### QUOTED PASSAGE
Running in a container environment

Learning objectives: learn about Docker containers, and how they can help deal with dependencies.

Note

To go through the following, you’ll need to have Docker installed. For most of it, you’ll also need to have an Amazon Web Services account.

(This is an abbreviated & focused version of a 2-day Docker workshop that I ran at UC BIDS; see the full notes)

Introduction: dependencies, and containers

If you think back to our original overview, we’ve got three of the four workflow components in place - we’ve got a workflow that takes our raw data and converts it into a summary, we’ve got an analysis notebook that generates results from that data, and we’ve put it in git.

But, in order to run it, we still need a lot of things installed. In this case, we don’t have that weird a stack of software: we need Python, make, Jupyter Notebook, and wordcloud - which depends on numpy and matplotlib. Not terribly.

But, hypothetically, we could have many dependencies - for example, bioinformatic workflows often involve dozens of dependencies, with things written in Java and Ruby and Perl and ...

Installing all of these dependencies on your own laptop may be difficult enough, but it becomes nearly impossible in shared environments like lab workstations and HPCs, where you generally don’t have admin/install privileges, and where you have to be concerned about conflicts between dependencies because it’s a shared environment.

This is where isolated environments come in. These allow you to install a collection of software in such away that it only interacts within that collection.

There’s a bunch of ways to do this, ranging from language-specific (virtualenv in Python) to whole-machine (virtual machines and cloud).

Docker containers are a new-ish way to do this. Docker basically provides a lightweight virtual machine that is quick and easy to start up, and the Docker ecosystem includes ways of specifying configurations and also shipping these fully configured “containers” around.

A super quick introduction to Docker

Before Getting Started

Can you run this?

docker run hello-world

and see something like this?

Hello from Docker.
...

If that works, you should do:

docker pull ubuntu:14.04

If that doesn’t work, you might need to run this to reset your local docker install:

docker-machine restart default && eval "$(docker-machine env default)"

Getting started

Try:

docker run ubuntu:14.04 /bin/echo 'Hello world'

Now try:

docker run -it ubuntu:14.04 /bin/bash

Q: What does the ‘-it’ do?

Points to cover:

  • you can use CTRL-D or type ‘exit’ to leave the container
  • “images” are the disk, “containers” are the running bit

Try creating a file in your container; first run:

docker run -it ubuntu:14.04 /bin/bash

and then inside the docker container run:

echo hello, there > /home/foo.txt

Now, exit the container. Make note of the container ID if you can - it’s the string right after ‘root@’ and before the ‘:’, and should be something like ‘003eafc0422c’.

### TASKS TO CARRY OUT
a. In the Docker tutorial, repeat the stretch from "Now, exit the" through "something like ‘003eafc0422c’.", substituting "Write down" for "Make note of".
b. Which two packages does the Docker tutorial say wordcloud depends on?
c. Extend the Docker tutorial, picking up right after its last sentence.

### INFORMATION SHOWN
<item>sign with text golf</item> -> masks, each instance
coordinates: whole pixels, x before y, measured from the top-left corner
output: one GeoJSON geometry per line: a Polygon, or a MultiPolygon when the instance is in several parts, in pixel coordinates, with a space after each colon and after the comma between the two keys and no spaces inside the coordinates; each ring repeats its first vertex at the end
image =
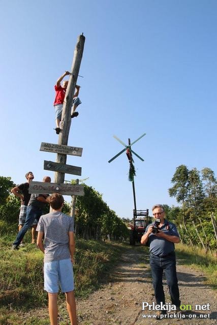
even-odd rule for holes
{"type": "Polygon", "coordinates": [[[45,182],[34,182],[29,183],[29,193],[36,194],[50,194],[60,193],[62,195],[84,194],[84,186],[82,185],[73,185],[64,183],[47,183],[45,182]]]}
{"type": "Polygon", "coordinates": [[[71,154],[73,156],[81,156],[83,148],[73,147],[72,146],[65,146],[63,144],[55,144],[55,143],[47,143],[42,142],[40,151],[48,151],[49,152],[56,152],[62,154],[71,154]]]}
{"type": "Polygon", "coordinates": [[[70,165],[64,165],[53,161],[44,161],[44,169],[53,172],[59,172],[59,173],[66,173],[67,174],[73,174],[73,175],[81,175],[81,167],[72,166],[70,165]]]}

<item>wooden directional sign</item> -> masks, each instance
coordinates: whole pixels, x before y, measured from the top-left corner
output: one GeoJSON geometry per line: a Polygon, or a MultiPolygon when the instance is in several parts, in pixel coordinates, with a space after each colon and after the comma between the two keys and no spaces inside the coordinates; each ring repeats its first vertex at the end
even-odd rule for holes
{"type": "Polygon", "coordinates": [[[73,174],[73,175],[81,175],[81,167],[72,166],[70,165],[64,165],[58,162],[53,161],[44,161],[44,169],[59,173],[66,173],[67,174],[73,174]]]}
{"type": "Polygon", "coordinates": [[[30,182],[28,191],[29,193],[36,194],[60,193],[62,195],[83,196],[84,194],[84,186],[82,185],[45,182],[30,182]]]}
{"type": "Polygon", "coordinates": [[[41,151],[49,151],[49,152],[56,152],[63,154],[71,154],[73,156],[81,156],[82,154],[82,148],[65,146],[63,144],[55,144],[54,143],[47,143],[42,142],[41,145],[41,151]]]}

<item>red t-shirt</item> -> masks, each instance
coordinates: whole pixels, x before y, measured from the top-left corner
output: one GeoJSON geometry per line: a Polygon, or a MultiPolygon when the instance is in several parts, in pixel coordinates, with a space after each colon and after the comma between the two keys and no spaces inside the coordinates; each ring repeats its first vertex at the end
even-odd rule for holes
{"type": "Polygon", "coordinates": [[[63,88],[60,85],[57,87],[56,85],[55,85],[54,88],[56,91],[56,95],[53,105],[59,105],[60,104],[63,104],[66,95],[66,89],[63,88]]]}

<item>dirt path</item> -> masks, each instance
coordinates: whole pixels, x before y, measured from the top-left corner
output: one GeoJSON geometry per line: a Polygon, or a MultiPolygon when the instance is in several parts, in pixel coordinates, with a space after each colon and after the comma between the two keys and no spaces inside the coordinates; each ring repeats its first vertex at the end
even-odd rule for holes
{"type": "MultiPolygon", "coordinates": [[[[151,325],[160,321],[153,317],[143,316],[154,312],[142,311],[142,302],[151,304],[155,299],[148,256],[138,248],[129,248],[122,255],[110,283],[87,300],[77,302],[79,325],[151,325]]],[[[167,318],[161,322],[165,325],[175,322],[178,322],[178,325],[216,324],[216,292],[203,283],[204,277],[201,272],[183,267],[181,263],[177,261],[177,268],[180,299],[182,304],[191,305],[192,311],[183,312],[184,318],[167,318]],[[209,310],[195,311],[196,305],[207,303],[210,304],[209,310]],[[193,314],[197,318],[191,318],[193,314]],[[207,318],[198,318],[201,314],[207,318]]],[[[167,287],[165,291],[166,302],[170,303],[167,287]]],[[[170,314],[173,313],[171,311],[170,314]]]]}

### ANSWERS FOR THE TASKS
a.
Now, exit the container. Write down the container ID if you can - it’s the string right after ‘root@’ and before the ‘:’, and should be something like ‘003eafc0422c’.

b. Numpy and matplotlib.

c.
First, if you run ‘docker run ubuntu:14.04 -it /bin/bash’ you will see that the file is not there:

cat /home/foo.txt

This is because every container starts fresh from the base image (here, ubuntu:14.04).

However, you can still access files from old containers (unless you specify ‘–rm’ when you run things). Here,

docker cp 003eafc0422c:/home/foo.txt .

will copy the file into your current directory.

So: data is transient, unless you make other provisions (we’ll talk about this later!)


You can get a list of running containers by doing:

docker ps

You can get a list of all containers (running and stopped) by doing:

docker ps -a

You can get a list of all images by doing:

docker images

You can remove a container with ‘docker rm’, and remove an image with ‘docker rmi’. The

Two handy commands to clean up (a) stopped containers and (b)

docker rm $(docker ps -a -q)
docker rmi $(docker images | grep "^<none>" | awk "{print $3}")

Using docker-machine to run Docker on AWS

Documentation: https://docs.docker.com/machine/; also see Amazon Web Services driver docs

Here, we’re going to use Amazon to host and run our Docker images, while controlling it from our local machine.

Start by logging into the AWS EC2 console.

Find your AWS credentials and your VPC ID.

  • your AWS credentials are here, and if you haven’t used them before you may need to “Create a New Access Key”. (Be sure not to store these in a place that other people can view them.)

    Your AWS

  • to get your VPC ID, go into https://console.aws.amazon.com/vpc/home and select “Your VPCs”. Your VPC ID should look something like vpc-9efe1afa (that’s mine and won’t work for you ;)

Then, set your AWS_KEY and AWS_SECRET and VPC_ID; on Linux/Mac, fill in the values and execute:

export AWS_KEY=
export AWS_SECRET=
export VPC_ID=

...not sure what to do on Windows, maybe build the command below in a text editor?

Then, run:

docker-machine create --driver amazonec2 --amazonec2-access-key ${AWS_KEY} \
      --amazonec2-secret-key ${AWS_SECRET} --amazonec2-vpc-id ${VPC_ID} \
      --amazonec2-zone b --amazonec2-instance-type m3.xlarge \
      aws

and to connect to it, do:

eval $(docker-machine env aws)

and now you can run all the ‘docker’ commands as you would expect, EXCEPT that your docker host is now running Somewhere Else.

If you have trouble getting a subnet, make sure that your VPC has subnets in the zone/region you’re trying to use. You can set these with:

--amazonec2-region "us-east-1" --amazonec2-zone b

Take a look at the help for the EC2 driver here:

docker-machine create --driver amazonec2 -h | less

Things to discuss:

  • diagram out what we’re doing!
  • docker-machine manages your docker host; docker manages your containers/images ON that host.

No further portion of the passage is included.